WORK TO DO: Revise the part of the records that opens with the line containing "Locate the watch strap" and closes with the line containing "[326,251,339,269]", replacing "watch strap" with "watch band" and leaving everything else unchanged. Give back only those lines.

RECORDS SUPPLIED:
■ ■ ■ ■ ■ ■ ■
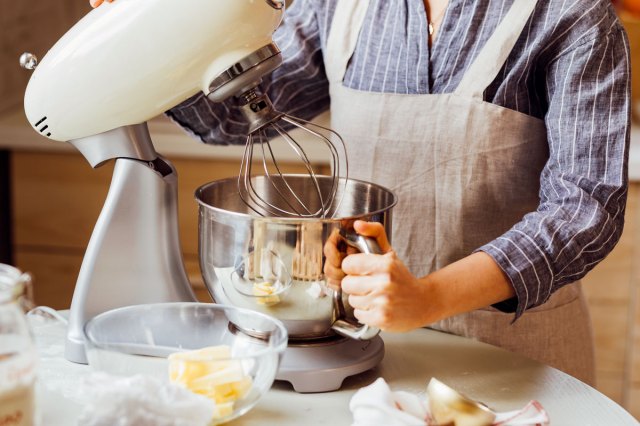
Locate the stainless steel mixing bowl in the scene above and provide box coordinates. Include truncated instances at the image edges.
[196,175,397,340]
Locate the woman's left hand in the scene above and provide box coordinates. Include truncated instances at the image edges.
[342,221,432,332]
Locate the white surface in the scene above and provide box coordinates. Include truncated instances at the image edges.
[34,314,638,426]
[25,0,284,141]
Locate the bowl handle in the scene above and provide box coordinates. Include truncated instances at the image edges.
[331,228,383,340]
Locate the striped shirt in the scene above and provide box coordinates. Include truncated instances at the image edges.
[168,0,630,317]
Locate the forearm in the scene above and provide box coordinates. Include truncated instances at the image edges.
[421,252,515,325]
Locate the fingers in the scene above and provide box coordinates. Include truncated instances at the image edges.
[342,274,390,296]
[342,250,397,275]
[353,220,391,253]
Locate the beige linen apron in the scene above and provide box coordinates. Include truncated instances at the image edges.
[324,0,594,383]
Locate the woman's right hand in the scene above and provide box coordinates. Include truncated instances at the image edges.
[89,0,114,8]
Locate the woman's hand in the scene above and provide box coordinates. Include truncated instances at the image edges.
[325,221,430,331]
[89,0,114,8]
[324,221,515,332]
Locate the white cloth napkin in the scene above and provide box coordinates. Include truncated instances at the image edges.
[349,378,549,426]
[72,373,214,426]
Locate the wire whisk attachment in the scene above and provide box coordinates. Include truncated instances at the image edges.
[238,89,349,218]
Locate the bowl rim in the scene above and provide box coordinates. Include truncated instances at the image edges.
[82,302,289,362]
[194,173,398,224]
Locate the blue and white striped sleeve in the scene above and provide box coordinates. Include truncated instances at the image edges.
[480,21,630,319]
[167,0,329,145]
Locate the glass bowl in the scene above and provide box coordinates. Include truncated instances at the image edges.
[84,303,288,424]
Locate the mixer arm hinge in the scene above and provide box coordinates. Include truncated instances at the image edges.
[69,123,159,168]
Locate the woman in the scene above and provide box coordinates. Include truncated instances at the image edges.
[98,0,630,383]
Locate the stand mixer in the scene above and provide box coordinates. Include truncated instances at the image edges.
[21,0,384,391]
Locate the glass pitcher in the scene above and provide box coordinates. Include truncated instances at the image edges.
[0,264,37,426]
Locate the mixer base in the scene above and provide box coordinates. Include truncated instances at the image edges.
[276,336,384,393]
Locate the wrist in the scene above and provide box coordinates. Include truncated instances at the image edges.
[421,252,515,324]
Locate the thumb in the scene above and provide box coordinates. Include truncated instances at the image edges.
[353,220,391,253]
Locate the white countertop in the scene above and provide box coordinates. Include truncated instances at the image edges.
[32,314,639,426]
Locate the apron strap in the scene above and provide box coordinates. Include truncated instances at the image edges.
[454,0,538,100]
[324,0,369,84]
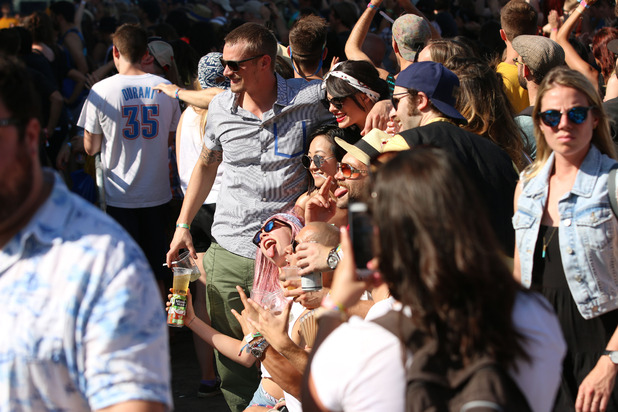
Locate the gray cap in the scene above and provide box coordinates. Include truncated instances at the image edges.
[512,34,564,78]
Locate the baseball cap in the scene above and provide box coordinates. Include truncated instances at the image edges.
[236,0,263,16]
[148,40,174,72]
[197,52,230,89]
[335,129,390,166]
[395,62,466,122]
[211,0,234,12]
[512,34,564,77]
[393,14,431,61]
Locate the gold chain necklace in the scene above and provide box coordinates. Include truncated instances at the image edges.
[541,226,558,259]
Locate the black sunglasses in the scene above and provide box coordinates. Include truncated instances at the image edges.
[219,54,263,72]
[337,163,367,179]
[539,106,593,127]
[391,92,409,111]
[253,219,290,246]
[0,117,19,127]
[300,155,335,169]
[322,96,350,110]
[292,239,300,253]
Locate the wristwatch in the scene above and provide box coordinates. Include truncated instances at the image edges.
[326,248,339,270]
[249,338,270,359]
[603,350,618,365]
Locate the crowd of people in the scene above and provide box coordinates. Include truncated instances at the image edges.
[0,0,618,412]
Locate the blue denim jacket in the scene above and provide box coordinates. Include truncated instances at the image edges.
[513,145,618,319]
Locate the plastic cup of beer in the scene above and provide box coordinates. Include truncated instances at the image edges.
[167,267,193,328]
[263,289,288,315]
[281,266,300,290]
[172,251,200,282]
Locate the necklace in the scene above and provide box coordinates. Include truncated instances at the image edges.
[541,227,558,259]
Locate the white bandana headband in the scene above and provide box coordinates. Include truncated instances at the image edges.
[324,63,380,103]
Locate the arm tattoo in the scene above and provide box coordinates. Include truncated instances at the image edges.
[200,146,223,166]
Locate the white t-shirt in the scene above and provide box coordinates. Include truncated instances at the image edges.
[77,74,180,209]
[311,293,566,412]
[176,106,223,204]
[311,316,410,412]
[509,293,566,412]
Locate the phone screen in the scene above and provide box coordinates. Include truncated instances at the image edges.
[348,202,373,277]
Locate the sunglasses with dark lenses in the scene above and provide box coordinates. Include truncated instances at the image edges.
[322,96,350,110]
[300,155,335,169]
[292,239,300,253]
[253,219,289,246]
[391,92,408,111]
[539,106,593,127]
[337,163,368,179]
[219,54,263,72]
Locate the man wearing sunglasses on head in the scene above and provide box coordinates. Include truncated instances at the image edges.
[383,62,517,256]
[296,129,383,278]
[161,23,332,411]
[512,34,564,159]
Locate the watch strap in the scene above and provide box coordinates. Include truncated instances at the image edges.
[603,350,618,365]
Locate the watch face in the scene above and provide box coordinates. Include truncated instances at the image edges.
[326,251,339,269]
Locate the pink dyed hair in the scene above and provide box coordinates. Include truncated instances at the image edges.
[253,213,304,300]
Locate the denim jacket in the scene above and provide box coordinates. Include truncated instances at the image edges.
[513,145,618,319]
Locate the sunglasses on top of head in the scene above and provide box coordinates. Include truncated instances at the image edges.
[253,219,289,246]
[219,54,263,72]
[300,155,335,169]
[337,163,368,179]
[292,239,300,253]
[539,106,593,127]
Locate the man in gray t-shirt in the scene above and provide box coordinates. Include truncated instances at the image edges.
[168,23,332,411]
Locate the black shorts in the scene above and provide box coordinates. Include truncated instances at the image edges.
[190,203,216,253]
[107,203,170,279]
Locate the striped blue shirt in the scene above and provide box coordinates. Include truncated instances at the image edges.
[204,75,333,258]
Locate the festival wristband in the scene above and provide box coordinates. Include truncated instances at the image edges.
[321,293,346,313]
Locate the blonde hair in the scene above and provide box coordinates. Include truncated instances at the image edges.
[525,66,616,180]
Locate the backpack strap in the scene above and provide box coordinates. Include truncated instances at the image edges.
[607,164,618,218]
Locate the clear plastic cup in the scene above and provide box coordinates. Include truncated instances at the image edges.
[263,289,288,315]
[281,266,300,290]
[170,251,200,282]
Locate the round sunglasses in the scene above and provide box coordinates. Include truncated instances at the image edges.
[322,96,350,110]
[391,92,409,111]
[337,163,368,179]
[253,219,290,246]
[300,155,335,169]
[539,106,593,127]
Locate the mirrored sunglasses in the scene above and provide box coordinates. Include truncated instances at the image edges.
[539,106,593,127]
[322,96,350,110]
[300,155,335,169]
[253,219,290,246]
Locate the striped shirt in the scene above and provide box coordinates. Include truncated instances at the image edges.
[204,75,333,258]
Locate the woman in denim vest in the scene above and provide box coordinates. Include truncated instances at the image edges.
[513,67,618,411]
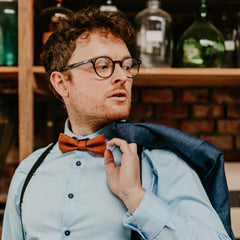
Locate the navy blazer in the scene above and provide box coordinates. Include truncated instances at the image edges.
[116,122,234,239]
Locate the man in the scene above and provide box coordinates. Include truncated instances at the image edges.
[2,5,230,240]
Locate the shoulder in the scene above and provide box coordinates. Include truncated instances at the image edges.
[15,145,55,175]
[143,149,195,175]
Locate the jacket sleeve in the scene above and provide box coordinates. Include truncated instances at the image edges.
[123,150,230,240]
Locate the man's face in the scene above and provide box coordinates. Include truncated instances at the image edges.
[64,31,132,127]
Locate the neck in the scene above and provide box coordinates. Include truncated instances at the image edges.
[69,117,110,136]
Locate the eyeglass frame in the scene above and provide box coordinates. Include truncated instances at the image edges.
[60,56,142,78]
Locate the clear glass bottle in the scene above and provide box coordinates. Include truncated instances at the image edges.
[99,0,118,13]
[135,0,173,67]
[236,12,240,68]
[40,0,73,44]
[0,0,18,66]
[177,0,225,68]
[221,12,237,68]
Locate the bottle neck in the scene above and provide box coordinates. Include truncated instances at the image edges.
[56,0,62,7]
[104,0,115,5]
[147,0,160,9]
[198,0,207,19]
[100,0,118,12]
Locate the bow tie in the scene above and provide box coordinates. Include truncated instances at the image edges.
[58,133,106,156]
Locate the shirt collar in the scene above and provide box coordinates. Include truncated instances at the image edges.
[64,118,116,141]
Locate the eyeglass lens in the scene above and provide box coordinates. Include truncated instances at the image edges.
[94,57,139,78]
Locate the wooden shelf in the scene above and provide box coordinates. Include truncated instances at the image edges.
[134,68,240,87]
[0,67,18,81]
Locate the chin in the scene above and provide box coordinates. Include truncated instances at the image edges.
[106,108,130,121]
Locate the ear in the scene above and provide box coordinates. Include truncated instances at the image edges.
[50,71,69,98]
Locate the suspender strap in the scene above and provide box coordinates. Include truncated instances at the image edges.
[131,145,142,240]
[20,143,55,239]
[20,142,142,240]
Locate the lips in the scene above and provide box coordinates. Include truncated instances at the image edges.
[108,91,127,101]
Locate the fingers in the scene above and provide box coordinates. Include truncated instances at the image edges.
[104,149,116,168]
[108,138,137,153]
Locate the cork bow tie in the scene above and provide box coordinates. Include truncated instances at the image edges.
[58,133,106,156]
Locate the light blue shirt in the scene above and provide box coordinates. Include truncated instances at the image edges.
[2,121,230,240]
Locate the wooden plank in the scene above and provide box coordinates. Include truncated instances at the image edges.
[225,163,240,238]
[134,68,240,87]
[18,0,34,161]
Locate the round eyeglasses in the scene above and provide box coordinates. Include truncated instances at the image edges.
[61,57,142,78]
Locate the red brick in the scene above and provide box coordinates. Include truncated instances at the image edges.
[218,120,240,134]
[178,89,208,103]
[150,119,178,128]
[142,89,173,103]
[227,104,240,118]
[201,136,234,150]
[193,105,224,118]
[236,136,240,149]
[130,104,153,118]
[213,88,240,103]
[181,120,214,133]
[156,104,188,118]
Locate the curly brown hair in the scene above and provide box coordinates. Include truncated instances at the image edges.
[41,6,136,98]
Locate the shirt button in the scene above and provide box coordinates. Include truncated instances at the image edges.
[68,193,73,198]
[65,230,70,236]
[76,161,82,166]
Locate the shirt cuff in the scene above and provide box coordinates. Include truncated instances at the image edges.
[123,191,175,239]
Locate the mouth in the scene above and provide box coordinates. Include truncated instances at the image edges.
[108,91,127,102]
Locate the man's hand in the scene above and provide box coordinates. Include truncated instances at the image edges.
[104,138,145,213]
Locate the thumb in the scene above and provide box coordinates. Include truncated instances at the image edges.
[104,149,116,174]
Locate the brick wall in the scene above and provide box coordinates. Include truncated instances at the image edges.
[130,87,240,161]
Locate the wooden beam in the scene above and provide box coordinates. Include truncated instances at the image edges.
[18,0,33,161]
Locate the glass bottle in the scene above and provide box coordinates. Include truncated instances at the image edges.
[40,0,73,44]
[135,0,173,67]
[99,0,118,13]
[221,13,237,68]
[0,0,18,66]
[177,0,225,68]
[236,12,240,68]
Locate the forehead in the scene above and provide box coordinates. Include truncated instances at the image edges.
[69,30,130,62]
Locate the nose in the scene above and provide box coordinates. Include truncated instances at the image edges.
[112,63,131,85]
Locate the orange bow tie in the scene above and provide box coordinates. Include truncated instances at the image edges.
[58,133,106,156]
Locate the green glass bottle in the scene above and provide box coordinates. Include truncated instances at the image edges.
[0,0,18,66]
[177,0,225,68]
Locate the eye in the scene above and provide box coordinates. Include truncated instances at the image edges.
[95,58,112,70]
[122,59,132,70]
■ ■ ■ ■ ■ ■ ■
EXERCISE RESPONSE:
Locate the watch band in the scene above and provide box coordinates. Include truncated instances at the image edges.
[603,350,618,365]
Locate the watch face in the scene above and provide box coordinates. Include truncated instances at the image edges.
[326,251,339,269]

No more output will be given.